__Given exercise__: Count the lines in the items below that contain the string "woven", treating uppercase and lowercase letters as different, and reply with that number alone.

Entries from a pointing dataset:
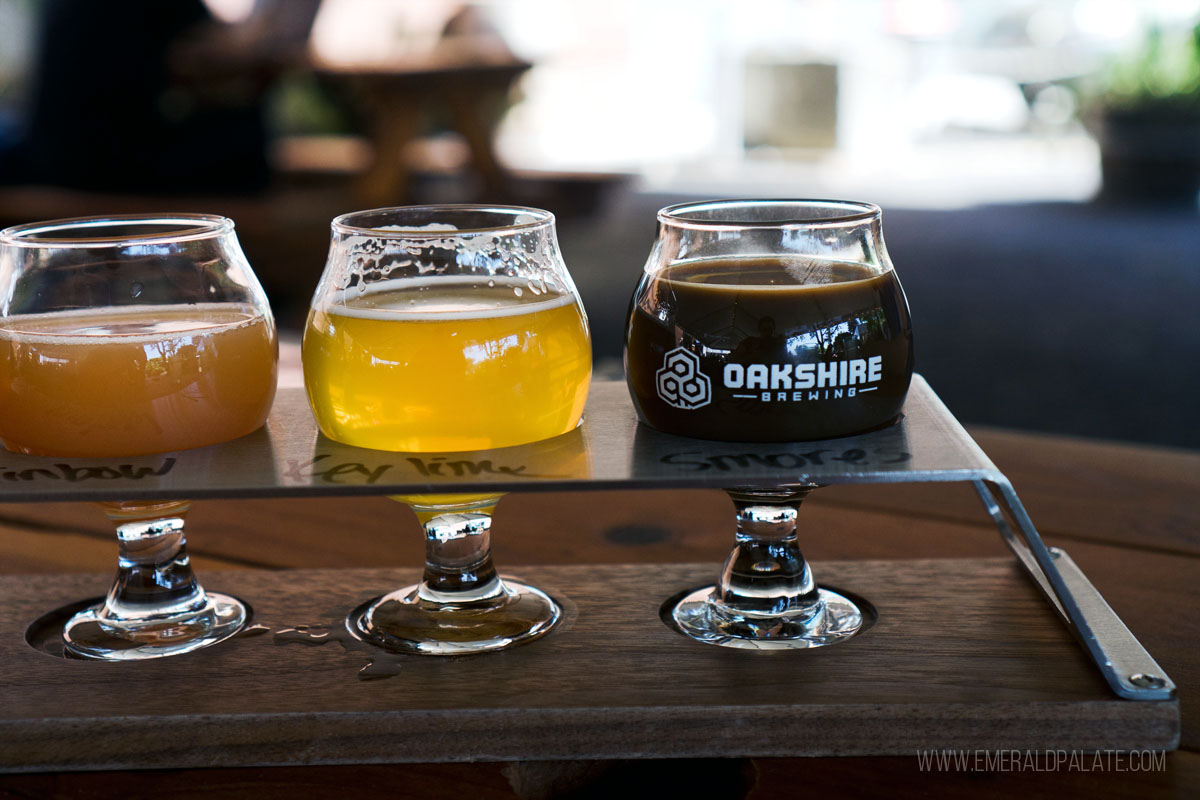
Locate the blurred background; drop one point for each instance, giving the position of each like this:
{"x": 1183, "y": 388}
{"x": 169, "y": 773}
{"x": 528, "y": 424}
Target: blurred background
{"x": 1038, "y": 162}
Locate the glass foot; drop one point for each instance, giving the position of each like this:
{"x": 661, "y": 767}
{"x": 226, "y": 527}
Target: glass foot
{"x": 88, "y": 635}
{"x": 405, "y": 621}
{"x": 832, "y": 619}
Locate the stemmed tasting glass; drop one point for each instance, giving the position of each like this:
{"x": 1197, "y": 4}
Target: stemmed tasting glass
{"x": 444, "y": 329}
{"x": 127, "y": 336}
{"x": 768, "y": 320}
--
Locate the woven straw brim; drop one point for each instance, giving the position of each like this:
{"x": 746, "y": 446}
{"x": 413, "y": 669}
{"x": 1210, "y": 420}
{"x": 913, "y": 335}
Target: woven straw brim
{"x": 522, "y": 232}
--
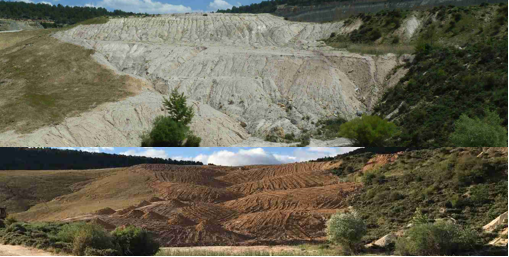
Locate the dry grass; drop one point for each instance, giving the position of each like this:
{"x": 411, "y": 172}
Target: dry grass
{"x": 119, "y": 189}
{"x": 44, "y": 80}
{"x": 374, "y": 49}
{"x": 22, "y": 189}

__Completed task__: 2